Records from a dataset
— Begin —
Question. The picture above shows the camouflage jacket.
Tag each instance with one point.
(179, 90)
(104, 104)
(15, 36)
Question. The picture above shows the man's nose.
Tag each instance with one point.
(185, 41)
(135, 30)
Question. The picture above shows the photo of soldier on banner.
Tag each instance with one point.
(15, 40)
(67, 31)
— End —
> **Set exercise**
Output every line of the records as a JSON list of strings, one string per line, leaving out blank lines.

> **Answer below**
[
  "Question. The picture above shows the camouflage jacket.",
  "Tag each instance with one point.",
  "(179, 90)",
  "(104, 104)",
  "(15, 36)",
  "Question. The picture above shows the man's nose.",
  "Tag each instance with one point.",
  "(185, 41)",
  "(135, 30)",
  "Question. The picture above shows the photo of soldier on banner.",
  "Tag each instance with one point.",
  "(15, 40)",
  "(67, 31)"
]